* [Task statement] State how many of the lines below contain the string "tree". Give only the number.

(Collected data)
--- --- ---

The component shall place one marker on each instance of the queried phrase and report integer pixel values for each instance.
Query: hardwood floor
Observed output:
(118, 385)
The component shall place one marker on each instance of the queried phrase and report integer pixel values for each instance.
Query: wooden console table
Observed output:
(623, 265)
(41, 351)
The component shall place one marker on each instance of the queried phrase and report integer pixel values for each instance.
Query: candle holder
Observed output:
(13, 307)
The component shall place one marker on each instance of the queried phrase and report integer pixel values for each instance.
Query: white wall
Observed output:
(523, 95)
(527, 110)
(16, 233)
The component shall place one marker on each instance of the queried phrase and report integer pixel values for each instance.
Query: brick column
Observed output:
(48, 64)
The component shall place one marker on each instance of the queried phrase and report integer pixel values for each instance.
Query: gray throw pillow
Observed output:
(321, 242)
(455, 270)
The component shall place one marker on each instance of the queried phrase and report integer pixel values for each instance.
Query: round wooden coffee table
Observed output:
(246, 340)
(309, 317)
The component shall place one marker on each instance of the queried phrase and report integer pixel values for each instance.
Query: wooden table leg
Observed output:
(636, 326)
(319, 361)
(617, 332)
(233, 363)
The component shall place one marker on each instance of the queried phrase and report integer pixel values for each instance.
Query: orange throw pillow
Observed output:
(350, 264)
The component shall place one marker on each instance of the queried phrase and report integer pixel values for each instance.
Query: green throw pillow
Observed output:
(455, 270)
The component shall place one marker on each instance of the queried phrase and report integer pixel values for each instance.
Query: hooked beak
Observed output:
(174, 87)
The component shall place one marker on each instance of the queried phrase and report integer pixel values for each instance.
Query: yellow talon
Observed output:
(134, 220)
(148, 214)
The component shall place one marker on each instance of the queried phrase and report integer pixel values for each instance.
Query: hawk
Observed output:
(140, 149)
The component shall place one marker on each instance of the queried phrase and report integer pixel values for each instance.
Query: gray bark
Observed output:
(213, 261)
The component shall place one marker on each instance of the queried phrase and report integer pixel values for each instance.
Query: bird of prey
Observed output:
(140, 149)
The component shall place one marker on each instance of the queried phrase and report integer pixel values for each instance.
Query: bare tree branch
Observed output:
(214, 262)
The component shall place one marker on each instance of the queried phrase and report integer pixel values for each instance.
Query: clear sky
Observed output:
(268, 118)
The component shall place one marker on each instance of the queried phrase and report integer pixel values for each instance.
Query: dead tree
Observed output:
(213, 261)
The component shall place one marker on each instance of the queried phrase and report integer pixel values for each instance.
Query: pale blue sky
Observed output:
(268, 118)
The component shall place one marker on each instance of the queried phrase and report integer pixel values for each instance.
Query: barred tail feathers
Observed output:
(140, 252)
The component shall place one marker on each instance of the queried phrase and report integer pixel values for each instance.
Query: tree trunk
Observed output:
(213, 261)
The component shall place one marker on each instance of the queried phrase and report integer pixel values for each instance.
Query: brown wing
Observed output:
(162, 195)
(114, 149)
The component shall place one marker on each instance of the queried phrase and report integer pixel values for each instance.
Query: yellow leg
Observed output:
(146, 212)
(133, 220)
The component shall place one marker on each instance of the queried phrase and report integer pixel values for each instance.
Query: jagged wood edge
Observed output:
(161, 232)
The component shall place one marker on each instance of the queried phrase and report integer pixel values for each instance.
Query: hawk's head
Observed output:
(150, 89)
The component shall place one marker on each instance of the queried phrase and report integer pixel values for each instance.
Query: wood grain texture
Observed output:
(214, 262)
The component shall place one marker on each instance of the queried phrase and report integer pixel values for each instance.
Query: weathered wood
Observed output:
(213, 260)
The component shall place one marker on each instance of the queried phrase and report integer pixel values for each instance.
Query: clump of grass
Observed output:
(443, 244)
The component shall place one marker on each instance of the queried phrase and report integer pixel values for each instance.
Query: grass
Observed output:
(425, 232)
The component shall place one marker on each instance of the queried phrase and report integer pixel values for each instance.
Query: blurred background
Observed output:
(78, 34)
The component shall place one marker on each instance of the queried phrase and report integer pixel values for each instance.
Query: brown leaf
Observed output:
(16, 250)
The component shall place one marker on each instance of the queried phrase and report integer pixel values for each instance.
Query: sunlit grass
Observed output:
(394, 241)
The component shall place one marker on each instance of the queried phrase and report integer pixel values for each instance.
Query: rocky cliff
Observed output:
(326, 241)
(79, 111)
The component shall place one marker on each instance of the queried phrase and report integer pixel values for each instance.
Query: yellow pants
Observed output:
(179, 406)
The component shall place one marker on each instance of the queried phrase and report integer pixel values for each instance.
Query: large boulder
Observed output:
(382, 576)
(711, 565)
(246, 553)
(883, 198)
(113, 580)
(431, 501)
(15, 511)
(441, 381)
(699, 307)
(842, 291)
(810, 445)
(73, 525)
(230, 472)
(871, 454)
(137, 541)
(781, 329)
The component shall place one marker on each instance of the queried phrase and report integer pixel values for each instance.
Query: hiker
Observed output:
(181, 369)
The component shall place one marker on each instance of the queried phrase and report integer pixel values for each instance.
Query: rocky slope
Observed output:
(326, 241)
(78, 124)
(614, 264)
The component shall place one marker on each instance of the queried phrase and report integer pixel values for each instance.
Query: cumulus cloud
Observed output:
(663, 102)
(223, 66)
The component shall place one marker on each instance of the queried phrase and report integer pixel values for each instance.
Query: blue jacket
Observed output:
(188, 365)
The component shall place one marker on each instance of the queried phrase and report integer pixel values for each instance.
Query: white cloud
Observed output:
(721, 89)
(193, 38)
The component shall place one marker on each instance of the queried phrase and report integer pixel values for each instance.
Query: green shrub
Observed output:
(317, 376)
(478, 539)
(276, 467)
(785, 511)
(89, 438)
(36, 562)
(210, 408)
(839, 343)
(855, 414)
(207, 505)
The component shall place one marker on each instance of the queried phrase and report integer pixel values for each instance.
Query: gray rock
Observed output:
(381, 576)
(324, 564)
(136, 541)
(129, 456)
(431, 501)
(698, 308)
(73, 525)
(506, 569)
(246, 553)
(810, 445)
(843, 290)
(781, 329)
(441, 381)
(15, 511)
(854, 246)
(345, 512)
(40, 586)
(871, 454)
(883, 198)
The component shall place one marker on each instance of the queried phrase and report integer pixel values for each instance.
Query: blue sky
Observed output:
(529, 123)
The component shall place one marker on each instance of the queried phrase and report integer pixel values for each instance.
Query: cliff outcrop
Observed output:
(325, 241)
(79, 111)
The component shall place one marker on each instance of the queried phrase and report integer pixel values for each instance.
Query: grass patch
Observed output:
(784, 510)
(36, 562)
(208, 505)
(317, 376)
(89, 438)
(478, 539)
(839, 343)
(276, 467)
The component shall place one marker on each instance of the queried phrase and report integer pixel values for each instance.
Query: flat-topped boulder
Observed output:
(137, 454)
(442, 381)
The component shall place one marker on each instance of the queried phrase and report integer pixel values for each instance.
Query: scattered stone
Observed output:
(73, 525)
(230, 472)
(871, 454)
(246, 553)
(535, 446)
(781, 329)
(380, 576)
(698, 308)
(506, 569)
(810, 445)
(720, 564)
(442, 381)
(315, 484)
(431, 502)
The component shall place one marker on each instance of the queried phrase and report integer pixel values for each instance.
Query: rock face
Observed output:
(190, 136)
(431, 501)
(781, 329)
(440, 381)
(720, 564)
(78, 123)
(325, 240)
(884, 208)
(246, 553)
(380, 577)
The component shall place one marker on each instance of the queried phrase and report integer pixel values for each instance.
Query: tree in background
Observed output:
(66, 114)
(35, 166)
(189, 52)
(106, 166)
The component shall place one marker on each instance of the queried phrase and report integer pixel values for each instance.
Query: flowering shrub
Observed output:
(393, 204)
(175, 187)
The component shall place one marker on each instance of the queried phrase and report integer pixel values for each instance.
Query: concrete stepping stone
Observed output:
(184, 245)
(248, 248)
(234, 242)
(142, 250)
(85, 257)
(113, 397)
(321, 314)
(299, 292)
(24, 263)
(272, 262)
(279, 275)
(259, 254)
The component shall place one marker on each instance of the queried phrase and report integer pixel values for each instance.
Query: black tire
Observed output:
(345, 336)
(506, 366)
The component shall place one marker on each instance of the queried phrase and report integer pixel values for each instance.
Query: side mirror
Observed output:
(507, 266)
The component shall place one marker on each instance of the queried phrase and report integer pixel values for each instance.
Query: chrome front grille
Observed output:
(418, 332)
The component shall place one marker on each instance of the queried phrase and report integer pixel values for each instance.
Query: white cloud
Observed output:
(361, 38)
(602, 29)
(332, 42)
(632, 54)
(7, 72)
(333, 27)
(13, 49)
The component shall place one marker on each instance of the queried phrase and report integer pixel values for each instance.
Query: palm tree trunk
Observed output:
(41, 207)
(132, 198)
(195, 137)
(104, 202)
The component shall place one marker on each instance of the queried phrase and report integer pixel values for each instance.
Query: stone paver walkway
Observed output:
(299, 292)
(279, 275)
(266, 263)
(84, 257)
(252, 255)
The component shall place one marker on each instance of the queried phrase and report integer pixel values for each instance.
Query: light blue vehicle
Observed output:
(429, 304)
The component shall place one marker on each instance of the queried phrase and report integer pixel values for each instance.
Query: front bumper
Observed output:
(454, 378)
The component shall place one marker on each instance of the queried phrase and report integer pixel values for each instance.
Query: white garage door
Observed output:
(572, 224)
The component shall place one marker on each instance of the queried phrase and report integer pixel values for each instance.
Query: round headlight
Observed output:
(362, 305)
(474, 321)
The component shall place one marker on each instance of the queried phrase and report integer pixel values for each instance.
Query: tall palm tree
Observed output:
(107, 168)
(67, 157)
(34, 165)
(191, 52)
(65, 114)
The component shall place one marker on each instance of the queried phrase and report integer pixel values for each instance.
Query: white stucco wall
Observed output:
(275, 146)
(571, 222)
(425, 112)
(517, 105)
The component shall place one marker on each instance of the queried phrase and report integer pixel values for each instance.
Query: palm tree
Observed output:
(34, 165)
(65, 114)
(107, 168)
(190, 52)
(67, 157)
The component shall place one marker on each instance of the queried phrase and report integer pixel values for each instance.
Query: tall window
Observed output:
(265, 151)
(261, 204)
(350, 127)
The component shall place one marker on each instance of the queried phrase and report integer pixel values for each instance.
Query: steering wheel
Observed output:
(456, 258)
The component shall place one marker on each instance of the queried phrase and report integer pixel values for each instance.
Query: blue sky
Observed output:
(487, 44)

--- --- ---

* [Answer to the exercise] 7